Description of the task: Revise the listing below so that "every instance" becomes "each instance" everywhere it occurs, leaving every other line unchanged.

Entries shown:
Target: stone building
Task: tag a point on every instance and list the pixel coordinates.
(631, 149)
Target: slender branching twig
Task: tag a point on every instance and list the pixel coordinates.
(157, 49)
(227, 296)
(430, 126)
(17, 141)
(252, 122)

Result of this task:
Target: stone building
Task: tag a point on each instance and list the pixel coordinates.
(631, 149)
Target: slender branching twig
Task: tag a point on each instance and list the pixel coordinates.
(157, 49)
(227, 296)
(430, 126)
(17, 141)
(252, 122)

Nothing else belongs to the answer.